Dataset excerpts:
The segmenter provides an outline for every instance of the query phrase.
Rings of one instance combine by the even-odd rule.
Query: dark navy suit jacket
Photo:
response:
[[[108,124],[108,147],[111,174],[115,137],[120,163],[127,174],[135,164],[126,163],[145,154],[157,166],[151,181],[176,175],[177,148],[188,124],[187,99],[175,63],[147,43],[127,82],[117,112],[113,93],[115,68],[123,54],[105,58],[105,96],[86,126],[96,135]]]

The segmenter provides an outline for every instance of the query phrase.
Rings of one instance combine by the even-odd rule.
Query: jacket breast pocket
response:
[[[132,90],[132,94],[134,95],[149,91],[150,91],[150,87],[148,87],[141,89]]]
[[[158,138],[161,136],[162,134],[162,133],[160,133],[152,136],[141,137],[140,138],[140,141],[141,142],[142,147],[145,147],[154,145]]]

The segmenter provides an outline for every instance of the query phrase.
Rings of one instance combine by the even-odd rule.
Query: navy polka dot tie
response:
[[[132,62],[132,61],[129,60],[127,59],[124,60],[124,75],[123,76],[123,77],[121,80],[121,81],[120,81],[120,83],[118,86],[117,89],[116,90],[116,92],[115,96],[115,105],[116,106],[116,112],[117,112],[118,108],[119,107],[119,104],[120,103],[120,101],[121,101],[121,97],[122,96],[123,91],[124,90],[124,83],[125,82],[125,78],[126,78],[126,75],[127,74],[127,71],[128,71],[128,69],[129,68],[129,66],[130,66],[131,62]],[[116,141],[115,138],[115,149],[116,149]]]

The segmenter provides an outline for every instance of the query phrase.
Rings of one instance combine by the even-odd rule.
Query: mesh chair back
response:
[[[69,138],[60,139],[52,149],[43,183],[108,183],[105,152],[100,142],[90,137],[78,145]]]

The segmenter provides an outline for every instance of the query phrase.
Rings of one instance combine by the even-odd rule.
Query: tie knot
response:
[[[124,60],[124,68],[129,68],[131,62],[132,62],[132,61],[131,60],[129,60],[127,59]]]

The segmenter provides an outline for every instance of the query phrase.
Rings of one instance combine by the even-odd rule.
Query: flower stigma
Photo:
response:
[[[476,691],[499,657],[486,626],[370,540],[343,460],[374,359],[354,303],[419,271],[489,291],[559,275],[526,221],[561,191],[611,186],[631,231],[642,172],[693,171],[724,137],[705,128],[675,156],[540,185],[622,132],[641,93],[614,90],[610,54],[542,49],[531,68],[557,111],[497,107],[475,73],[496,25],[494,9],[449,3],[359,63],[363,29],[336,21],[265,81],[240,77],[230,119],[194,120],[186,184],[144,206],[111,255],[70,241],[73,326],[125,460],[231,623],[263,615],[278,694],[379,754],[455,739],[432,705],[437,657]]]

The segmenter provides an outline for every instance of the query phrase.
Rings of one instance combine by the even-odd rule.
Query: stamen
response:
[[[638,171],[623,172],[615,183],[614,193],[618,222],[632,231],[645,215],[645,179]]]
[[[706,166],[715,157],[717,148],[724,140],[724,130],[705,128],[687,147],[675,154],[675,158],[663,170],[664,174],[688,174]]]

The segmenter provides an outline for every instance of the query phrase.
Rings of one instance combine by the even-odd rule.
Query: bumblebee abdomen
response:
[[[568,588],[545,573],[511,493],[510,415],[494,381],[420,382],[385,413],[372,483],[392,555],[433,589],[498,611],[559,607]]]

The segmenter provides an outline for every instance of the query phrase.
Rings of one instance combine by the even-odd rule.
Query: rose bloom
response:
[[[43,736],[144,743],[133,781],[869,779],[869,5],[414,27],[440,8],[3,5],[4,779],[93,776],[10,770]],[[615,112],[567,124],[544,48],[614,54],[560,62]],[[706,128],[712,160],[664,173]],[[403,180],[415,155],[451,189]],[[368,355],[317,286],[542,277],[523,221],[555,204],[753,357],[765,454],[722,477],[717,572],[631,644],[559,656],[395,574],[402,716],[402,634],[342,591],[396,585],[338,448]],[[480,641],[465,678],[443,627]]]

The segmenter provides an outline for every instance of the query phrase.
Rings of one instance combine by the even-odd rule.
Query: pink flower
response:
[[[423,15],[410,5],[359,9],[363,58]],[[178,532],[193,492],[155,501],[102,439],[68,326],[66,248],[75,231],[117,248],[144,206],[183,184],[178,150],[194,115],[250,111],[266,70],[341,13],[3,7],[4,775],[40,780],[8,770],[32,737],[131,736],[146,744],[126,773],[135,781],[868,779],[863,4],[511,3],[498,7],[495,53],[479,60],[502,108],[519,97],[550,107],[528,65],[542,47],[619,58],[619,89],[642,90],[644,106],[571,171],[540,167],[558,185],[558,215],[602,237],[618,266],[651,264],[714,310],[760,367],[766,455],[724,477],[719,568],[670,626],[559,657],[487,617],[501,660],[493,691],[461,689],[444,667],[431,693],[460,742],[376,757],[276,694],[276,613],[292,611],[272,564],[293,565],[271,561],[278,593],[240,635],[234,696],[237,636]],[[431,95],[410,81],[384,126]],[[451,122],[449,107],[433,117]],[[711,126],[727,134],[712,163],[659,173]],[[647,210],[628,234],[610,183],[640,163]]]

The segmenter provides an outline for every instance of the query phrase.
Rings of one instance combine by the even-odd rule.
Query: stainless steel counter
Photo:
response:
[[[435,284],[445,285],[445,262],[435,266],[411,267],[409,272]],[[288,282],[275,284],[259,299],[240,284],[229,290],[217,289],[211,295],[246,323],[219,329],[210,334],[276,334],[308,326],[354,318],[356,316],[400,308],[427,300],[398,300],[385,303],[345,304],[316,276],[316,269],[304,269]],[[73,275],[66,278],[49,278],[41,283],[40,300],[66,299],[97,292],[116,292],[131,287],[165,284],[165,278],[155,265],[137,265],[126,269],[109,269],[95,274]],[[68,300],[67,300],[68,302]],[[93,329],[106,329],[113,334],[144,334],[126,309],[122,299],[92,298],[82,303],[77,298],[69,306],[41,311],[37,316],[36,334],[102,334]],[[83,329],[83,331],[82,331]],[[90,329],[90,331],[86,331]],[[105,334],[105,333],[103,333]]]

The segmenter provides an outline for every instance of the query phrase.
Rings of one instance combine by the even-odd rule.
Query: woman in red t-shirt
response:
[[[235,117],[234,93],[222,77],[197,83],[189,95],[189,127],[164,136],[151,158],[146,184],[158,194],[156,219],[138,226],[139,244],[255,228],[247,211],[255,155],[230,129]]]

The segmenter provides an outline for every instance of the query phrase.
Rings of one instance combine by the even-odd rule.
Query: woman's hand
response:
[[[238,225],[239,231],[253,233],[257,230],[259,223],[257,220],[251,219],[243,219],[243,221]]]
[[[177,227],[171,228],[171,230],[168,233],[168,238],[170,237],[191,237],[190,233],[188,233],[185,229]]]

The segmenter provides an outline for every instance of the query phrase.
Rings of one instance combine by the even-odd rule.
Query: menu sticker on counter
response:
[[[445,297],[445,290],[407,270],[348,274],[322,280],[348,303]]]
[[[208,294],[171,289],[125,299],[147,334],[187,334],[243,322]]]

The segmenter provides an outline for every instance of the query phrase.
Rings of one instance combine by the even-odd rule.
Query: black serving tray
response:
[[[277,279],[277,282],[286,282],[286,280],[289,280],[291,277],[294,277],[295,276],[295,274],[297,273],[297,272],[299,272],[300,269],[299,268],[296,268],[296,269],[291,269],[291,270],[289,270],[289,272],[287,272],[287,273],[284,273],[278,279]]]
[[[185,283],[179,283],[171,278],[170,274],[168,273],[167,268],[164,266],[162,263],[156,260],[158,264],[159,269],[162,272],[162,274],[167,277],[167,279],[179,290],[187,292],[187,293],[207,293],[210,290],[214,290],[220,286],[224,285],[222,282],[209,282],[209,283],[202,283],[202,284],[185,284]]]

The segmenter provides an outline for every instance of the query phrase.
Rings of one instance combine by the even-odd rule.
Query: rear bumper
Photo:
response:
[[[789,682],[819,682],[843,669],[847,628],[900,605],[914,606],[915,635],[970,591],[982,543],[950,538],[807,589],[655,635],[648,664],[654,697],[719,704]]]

Problem description: Pull out every line above that contains the string "counter", matching case exactly.

Full output:
Query: stainless steel counter
Query: menu sticker on counter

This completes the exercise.